**Work required**
Reproduce the data below word for word, leaving out the pictures.

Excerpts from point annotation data
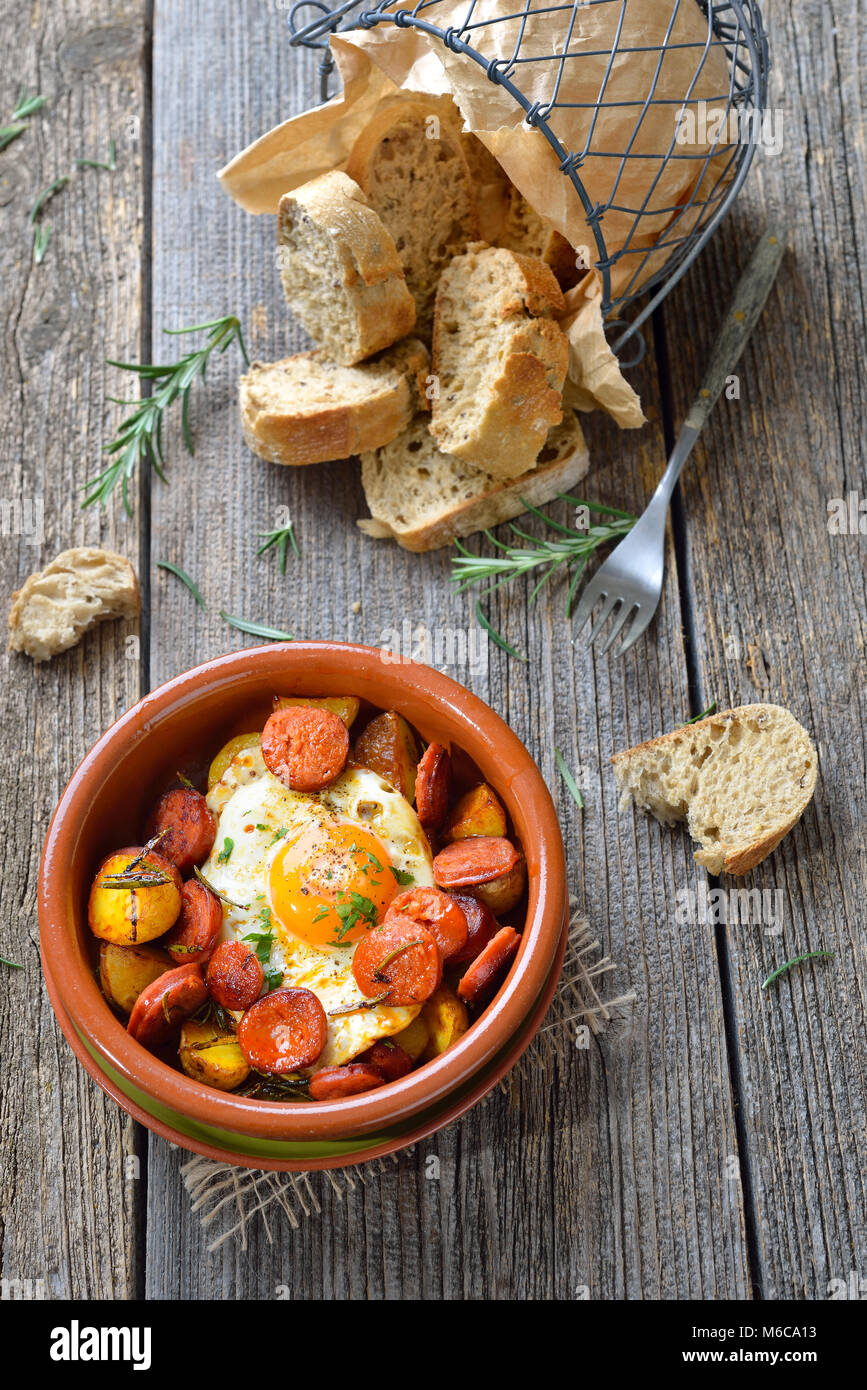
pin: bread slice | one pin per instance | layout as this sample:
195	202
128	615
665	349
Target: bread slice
499	359
525	231
424	498
306	409
72	594
341	270
411	166
739	780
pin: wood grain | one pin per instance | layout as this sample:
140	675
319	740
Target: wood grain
780	615
580	1176
67	1209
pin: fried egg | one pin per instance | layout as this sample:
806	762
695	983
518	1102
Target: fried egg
317	872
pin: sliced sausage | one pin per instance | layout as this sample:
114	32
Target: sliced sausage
388	1058
398	959
481	927
482	977
304	747
161	1008
191	827
435	911
193	936
473	861
332	1083
284	1032
432	783
234	975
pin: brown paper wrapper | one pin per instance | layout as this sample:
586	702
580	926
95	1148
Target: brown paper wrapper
380	64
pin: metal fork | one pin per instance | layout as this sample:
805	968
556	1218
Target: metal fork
631	578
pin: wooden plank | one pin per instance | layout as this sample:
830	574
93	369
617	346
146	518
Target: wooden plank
67	1207
603	1171
780	616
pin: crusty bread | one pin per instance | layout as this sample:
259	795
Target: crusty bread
739	780
411	166
499	359
524	231
75	591
425	498
306	409
341	270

**Correct answer**
pin: bread slice | one pin per instance | layout as this sample:
195	202
128	615
665	349
Target: bread slice
499	359
525	231
424	498
306	409
72	594
341	270
411	166
739	780
pin: wood grain | one pin per instance | layout as this sample:
140	675
319	740
Target: wood grain
780	615
580	1176
67	1209
pin: fried egg | one pin per instance | layout as this sample:
806	762
695	983
518	1102
Target: fried egg
317	872
pin: sliced sausage | one pin per instance | layout as this sample:
114	32
Target: sliced sausage
388	1058
398	959
481	927
482	977
304	747
161	1008
191	827
435	911
193	936
473	861
332	1083
284	1032
432	783
234	975
pin: brown paper wrapper | one pin per instance | layout as this sample:
586	702
580	926
95	1148
Target: brown paper wrapper
380	64
pin: metal fork | one pin per instance | layout as this sample:
805	968
556	1218
Target: metal fork
631	578
pin: wooden plank | one pin per instance | layout as this sample:
830	574
93	369
617	346
146	518
Target: wooden plank
67	1207
603	1171
780	616
pin: crusty bread | one pin per instance | layout as this sample:
259	795
Target: crusty bread
739	780
411	166
499	359
524	231
75	591
425	498
306	409
341	270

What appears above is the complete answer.